### Exercise brief
Provide the data again exactly, including every line that follows.

### Records supplied
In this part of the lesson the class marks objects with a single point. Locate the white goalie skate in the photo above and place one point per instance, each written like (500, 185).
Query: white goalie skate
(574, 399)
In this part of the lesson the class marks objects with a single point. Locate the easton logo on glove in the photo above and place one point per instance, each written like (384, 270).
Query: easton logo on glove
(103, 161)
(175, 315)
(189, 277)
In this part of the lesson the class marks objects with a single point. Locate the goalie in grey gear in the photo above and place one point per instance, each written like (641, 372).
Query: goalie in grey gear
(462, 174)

### Answer for the task
In this part of the lesson the class marks objects with a single point. Locate the white goalie skate in the photo above and place one point per instance, each written like (500, 185).
Query: white goalie skate
(574, 399)
In this part of the lesson the class marks objects with a single point. Locate the easton logo on glove in the photo above and place one point per instance, each written like (384, 270).
Query: easton logo on glove
(103, 161)
(175, 315)
(189, 277)
In this part of the lesson the class marks objects with a single point. Locate the goalie in grey gear in the photo above and place one point per instance, each written like (641, 372).
Query: goalie in grey gear
(462, 174)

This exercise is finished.